■ Exercise prompt
Your task is to print each entry exactly as written.

━━━━━━

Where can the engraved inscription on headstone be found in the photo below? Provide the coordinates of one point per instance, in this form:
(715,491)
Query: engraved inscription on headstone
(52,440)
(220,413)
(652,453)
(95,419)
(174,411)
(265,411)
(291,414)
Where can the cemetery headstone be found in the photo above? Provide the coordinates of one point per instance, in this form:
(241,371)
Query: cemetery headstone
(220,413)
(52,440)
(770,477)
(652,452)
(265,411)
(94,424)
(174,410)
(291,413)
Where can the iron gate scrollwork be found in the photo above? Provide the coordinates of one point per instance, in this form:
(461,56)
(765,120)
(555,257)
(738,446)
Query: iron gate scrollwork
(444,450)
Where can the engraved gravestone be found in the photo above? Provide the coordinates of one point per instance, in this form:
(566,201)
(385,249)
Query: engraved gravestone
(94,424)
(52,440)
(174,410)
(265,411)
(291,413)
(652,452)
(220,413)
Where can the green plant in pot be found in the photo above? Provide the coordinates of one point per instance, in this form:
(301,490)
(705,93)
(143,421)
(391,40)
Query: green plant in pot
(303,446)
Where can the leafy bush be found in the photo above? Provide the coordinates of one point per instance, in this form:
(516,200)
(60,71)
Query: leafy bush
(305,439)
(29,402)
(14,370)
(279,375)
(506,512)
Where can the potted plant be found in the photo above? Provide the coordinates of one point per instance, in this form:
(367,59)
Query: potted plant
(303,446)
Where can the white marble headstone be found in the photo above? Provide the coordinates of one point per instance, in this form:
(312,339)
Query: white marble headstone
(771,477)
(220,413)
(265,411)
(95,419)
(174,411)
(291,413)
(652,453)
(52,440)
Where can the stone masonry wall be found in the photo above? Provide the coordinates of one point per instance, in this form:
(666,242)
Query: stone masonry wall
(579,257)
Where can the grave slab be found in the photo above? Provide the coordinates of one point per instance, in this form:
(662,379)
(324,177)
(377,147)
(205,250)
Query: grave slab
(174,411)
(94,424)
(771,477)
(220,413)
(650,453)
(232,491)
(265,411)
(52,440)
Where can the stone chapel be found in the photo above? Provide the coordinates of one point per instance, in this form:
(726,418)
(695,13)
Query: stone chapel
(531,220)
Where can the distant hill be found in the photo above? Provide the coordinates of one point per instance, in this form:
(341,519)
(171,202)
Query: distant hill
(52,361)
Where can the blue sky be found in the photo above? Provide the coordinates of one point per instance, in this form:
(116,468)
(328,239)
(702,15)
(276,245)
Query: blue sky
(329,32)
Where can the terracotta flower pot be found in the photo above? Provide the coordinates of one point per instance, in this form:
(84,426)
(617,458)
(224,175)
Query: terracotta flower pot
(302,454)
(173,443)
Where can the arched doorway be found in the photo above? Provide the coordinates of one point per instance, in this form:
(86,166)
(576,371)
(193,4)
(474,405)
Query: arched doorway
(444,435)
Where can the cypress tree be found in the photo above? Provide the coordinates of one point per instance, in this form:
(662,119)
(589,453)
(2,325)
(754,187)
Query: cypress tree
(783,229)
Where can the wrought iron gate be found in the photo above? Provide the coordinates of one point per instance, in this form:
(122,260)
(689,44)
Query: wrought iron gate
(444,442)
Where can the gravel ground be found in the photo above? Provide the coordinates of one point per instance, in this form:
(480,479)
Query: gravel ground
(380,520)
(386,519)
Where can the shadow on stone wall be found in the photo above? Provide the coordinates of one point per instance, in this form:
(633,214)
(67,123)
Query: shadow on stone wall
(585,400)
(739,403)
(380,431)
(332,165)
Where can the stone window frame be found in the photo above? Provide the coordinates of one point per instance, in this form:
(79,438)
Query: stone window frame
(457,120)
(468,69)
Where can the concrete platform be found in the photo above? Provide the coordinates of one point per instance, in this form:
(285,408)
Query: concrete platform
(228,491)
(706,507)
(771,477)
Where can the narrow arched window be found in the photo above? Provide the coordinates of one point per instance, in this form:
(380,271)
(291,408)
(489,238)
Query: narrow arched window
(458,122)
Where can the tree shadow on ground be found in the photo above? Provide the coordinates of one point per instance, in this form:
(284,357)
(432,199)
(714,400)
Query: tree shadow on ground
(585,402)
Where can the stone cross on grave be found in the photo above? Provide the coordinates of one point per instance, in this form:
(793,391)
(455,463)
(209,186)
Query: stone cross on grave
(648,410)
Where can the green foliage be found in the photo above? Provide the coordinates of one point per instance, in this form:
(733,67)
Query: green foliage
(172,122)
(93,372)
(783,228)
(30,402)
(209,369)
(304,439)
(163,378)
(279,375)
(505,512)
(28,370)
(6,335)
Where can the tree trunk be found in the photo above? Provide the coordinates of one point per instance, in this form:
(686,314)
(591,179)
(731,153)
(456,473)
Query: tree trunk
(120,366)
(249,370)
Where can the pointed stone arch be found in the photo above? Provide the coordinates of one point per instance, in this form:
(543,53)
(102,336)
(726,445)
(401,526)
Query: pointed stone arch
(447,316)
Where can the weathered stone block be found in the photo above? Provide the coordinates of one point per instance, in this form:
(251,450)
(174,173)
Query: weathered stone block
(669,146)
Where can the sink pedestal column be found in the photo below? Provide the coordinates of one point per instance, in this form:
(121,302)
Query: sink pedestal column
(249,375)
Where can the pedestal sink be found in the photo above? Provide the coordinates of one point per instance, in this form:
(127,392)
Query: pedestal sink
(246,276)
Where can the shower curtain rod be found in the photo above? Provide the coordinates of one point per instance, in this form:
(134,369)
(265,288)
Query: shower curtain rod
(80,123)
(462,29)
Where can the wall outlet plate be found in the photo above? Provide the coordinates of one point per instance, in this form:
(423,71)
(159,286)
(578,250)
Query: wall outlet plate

━━━━━━

■ Final answer
Where can the engraved inscription on headstone be found in the photo below? Provide the coordinates of one point per instance, in this form:
(715,491)
Query: engraved inscription on headstone
(52,440)
(220,413)
(652,453)
(95,419)
(174,411)
(265,411)
(291,414)
Where can the cemetery headstone be found in the photo above? Provide the coordinates of one point per instance, in this form:
(241,371)
Query: cemetery headstone
(220,413)
(52,440)
(770,477)
(652,452)
(265,411)
(94,424)
(174,410)
(291,413)
Where can the iron gate scrollwork be found in the photo above? Provide the coordinates of one point per instance, in this form:
(461,56)
(765,120)
(555,257)
(738,446)
Query: iron gate scrollwork
(444,450)
Where can the engraved gravestone be found in the photo above? Provide the coordinates of one point per instance, in this form:
(566,201)
(385,249)
Query: engraved gravestone
(94,424)
(52,440)
(174,410)
(265,411)
(291,413)
(652,452)
(220,413)
Where can the green plant in pot be found in the photo above? Provide the coordinates of one point per instance, in this form:
(301,490)
(705,93)
(143,421)
(391,40)
Query: green plant in pot
(303,446)
Where can the leafy bush be found in the photo above? Provide the coordinates of one point per instance, in this form:
(516,200)
(60,71)
Query: leafy bush
(305,439)
(29,402)
(14,370)
(279,375)
(506,512)
Where can the potted plant be found in the photo above? Provide the coordinates of one point per instance, in this form:
(367,59)
Query: potted plant
(303,446)
Where can the white marble headstone be found in the photo above? Provide the coordinates of one point per instance, in this form:
(312,339)
Query: white marble headstone
(771,477)
(220,413)
(265,411)
(95,419)
(174,411)
(291,413)
(652,453)
(52,440)
Where can the stone masonry wall be found in the photo above? Provide the coordinates of one point per instance, in this form:
(666,242)
Query: stone masonry wall
(579,257)
Where can the grave slab be found in the photo above? Provide the coordinates of one point per instance, in this form:
(662,379)
(324,177)
(377,147)
(205,250)
Query: grave slab
(174,411)
(94,424)
(771,477)
(220,413)
(650,453)
(232,491)
(265,411)
(52,440)
Where can the stone chapel be found in the photo above? Provide the coordinates of one point per instance, in this form:
(726,418)
(695,13)
Query: stone chapel
(531,220)
Where can the distant hill be found in the photo above? Provide the coordinates of one point per instance, in this form:
(341,519)
(171,202)
Query: distant hill
(52,361)
Where can the blue sky be found in the photo above? Provide the coordinates of one point per instance, in this form:
(116,468)
(328,239)
(702,15)
(276,245)
Query: blue sky
(329,32)
Where can the terracotta flower pot be found in the photo above? Provide the coordinates of one point per instance, in this form:
(84,426)
(617,458)
(224,175)
Query: terracotta flower pot
(302,454)
(173,443)
Where can the arched doorway be found in the photo above? Provide the coordinates of one point per instance, in this form:
(86,166)
(576,371)
(193,4)
(474,405)
Query: arched doorway
(444,435)
Where can the cypress tree be found in the photo above? Provide the coordinates of one point per instance, in this form:
(662,119)
(589,453)
(2,325)
(754,187)
Query: cypress tree
(783,229)
Where can the wrought iron gate be found in the photo above? Provide the coordinates of one point per instance, in this form:
(122,260)
(689,44)
Query: wrought iron gate
(444,442)
Where can the gravel ground be found in the photo above? Provide the coordinates of one point per instance, in this form:
(480,479)
Query: gravel ground
(380,520)
(386,519)
Where can the shadow on stone wall be found in the photo above? Provide the coordinates of one point per instance, in this form:
(633,214)
(67,123)
Query: shadow on stone wall
(585,400)
(739,403)
(380,431)
(332,165)
Where can the stone window frame be found in the photo above? Provide the coordinates of one point per instance, in this form:
(79,438)
Query: stone window frame
(457,120)
(468,69)
Where can the concrete platform be found in the photo above? Provide the coordinates of one point per instance, in this form:
(285,408)
Query: concrete platform
(228,491)
(706,507)
(771,477)
Where can the narrow arched window be found in the photo above? Provide the coordinates of one point per instance, in this form:
(380,271)
(291,408)
(489,238)
Query: narrow arched window
(458,122)
Where can the tree shadow on ground be found in the photo above? Provide the coordinates of one point per instance, in this form:
(284,357)
(432,199)
(714,400)
Query: tree shadow on ground
(585,402)
Where can the stone cross on grave be found in the photo above? Provide the coordinates of one point per instance, in this form:
(793,391)
(455,463)
(209,186)
Query: stone cross on grave
(648,410)
Where can the green foliage be found in the photo above? Provide the coordinates of one point per instance, in this form:
(733,67)
Query: green foliage
(172,122)
(93,372)
(783,228)
(30,402)
(209,369)
(304,439)
(163,378)
(279,375)
(505,512)
(28,370)
(6,335)
Where can the tree trunk be found in the photo above? Provide the coordinates of one point per instance, in this form:
(686,314)
(591,179)
(731,153)
(456,473)
Query: tree trunk
(120,366)
(249,370)
Where can the pointed stone arch be found in the photo above? Provide the coordinates of one point per instance, in this form:
(543,53)
(102,336)
(726,445)
(401,526)
Query: pointed stone arch
(447,316)
Where can the weathered stone block be found in the photo above? Provide the coordinates of one point per instance, in this form:
(251,450)
(174,173)
Query: weathered stone block
(669,146)
Where can the sink pedestal column be found in the photo below? Provide the coordinates of one point per instance, in this form:
(121,302)
Query: sink pedestal column
(249,375)
Where can the pedestal sink be found in the photo above? Provide the coordinates of one point per instance, in this form:
(127,392)
Query: pedestal sink
(246,276)
Where can the shower curtain rod be found in the photo above? Provide the coordinates of one point per instance, in this form:
(134,369)
(265,288)
Query: shower curtain rod
(80,123)
(462,29)
Where can the wall outlet plate be found in the photo above? Provide the coordinates of one point per instance, in this form:
(423,71)
(159,286)
(578,250)
Query: wall outlet plate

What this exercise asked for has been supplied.